=== Short problem ===
Please render each line of the records below as a JSON list of strings, one string per line, with blank lines left out.

Start of Records

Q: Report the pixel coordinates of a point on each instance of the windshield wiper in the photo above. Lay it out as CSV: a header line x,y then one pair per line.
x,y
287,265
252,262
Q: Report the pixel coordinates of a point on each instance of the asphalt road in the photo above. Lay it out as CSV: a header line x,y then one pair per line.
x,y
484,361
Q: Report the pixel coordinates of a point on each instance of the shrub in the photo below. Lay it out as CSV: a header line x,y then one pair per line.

End of Records

=== Result for this exercise ===
[
  "Q: Report the pixel coordinates of a point on each instance of the windshield wiper in the photo above. Lay it out as CSV: a header line x,y then one pair per line.",
  "x,y",
  "287,265",
  "252,262",
  "Q: Report the pixel coordinates of a point on each instance of the asphalt road in the photo above. Lay it out as CSV: a header line x,y then one pair per line.",
  "x,y",
  "484,361",
  "Q: Report the pixel coordinates of a point on each instance of the shrub in the photo below. Lay it out as CSV: a header line x,y then one pair per line."
]